Copy the lines below word for word, from the line with "Note: point to every instance of the building facade" to the line with "x=282, y=154", including both.

== DATA SECTION

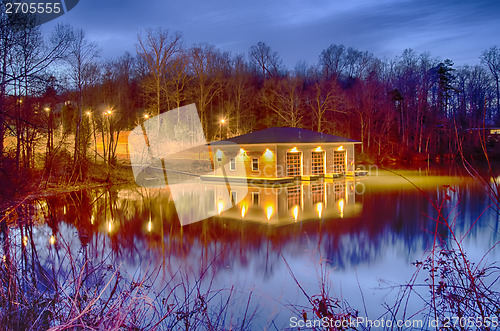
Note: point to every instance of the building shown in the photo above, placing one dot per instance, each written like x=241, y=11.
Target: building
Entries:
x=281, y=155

====
== DATA SECTION

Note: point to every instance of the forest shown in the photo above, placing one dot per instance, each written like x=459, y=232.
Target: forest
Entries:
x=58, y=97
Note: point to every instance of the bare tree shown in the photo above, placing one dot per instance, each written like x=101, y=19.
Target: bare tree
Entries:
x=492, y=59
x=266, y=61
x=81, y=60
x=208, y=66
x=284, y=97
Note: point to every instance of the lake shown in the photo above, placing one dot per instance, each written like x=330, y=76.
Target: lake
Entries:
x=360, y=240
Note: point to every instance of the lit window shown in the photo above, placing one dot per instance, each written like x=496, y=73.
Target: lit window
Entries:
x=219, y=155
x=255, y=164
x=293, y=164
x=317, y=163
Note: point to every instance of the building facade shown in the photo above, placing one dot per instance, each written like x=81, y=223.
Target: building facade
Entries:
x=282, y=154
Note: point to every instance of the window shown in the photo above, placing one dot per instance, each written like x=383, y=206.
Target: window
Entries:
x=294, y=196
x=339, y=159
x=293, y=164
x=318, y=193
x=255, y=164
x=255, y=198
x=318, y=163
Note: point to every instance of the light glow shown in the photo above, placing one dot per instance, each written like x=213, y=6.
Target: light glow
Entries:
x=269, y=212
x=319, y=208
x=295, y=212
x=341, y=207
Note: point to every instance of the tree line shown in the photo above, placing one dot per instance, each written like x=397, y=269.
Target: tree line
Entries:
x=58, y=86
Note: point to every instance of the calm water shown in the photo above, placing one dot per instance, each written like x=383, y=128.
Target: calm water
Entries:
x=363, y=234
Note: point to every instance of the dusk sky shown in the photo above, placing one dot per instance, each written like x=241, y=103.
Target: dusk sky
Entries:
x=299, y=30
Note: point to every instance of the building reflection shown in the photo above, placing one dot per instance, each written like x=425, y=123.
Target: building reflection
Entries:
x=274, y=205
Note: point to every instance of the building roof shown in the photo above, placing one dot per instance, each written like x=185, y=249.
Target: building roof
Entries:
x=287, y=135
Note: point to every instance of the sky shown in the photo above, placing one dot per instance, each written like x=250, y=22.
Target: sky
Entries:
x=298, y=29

====
== DATA SECTION

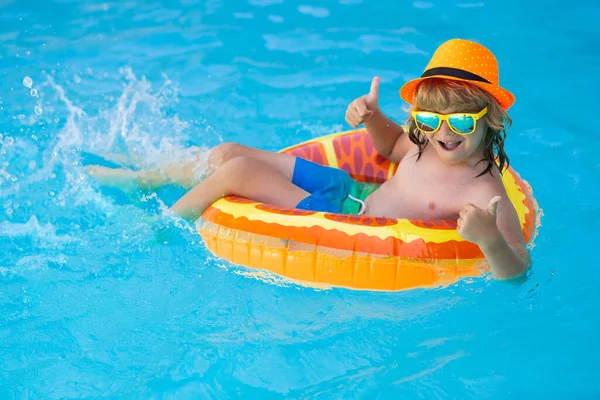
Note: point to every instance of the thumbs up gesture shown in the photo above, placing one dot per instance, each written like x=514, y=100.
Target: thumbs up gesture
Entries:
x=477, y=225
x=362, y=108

====

**SOLUTION TO THIS PROBLEM**
Note: point to every instance of the building facade shown in the photo above, placing one dot per instance, each written like x=81, y=223.
Target: building facade
Entries:
x=282, y=154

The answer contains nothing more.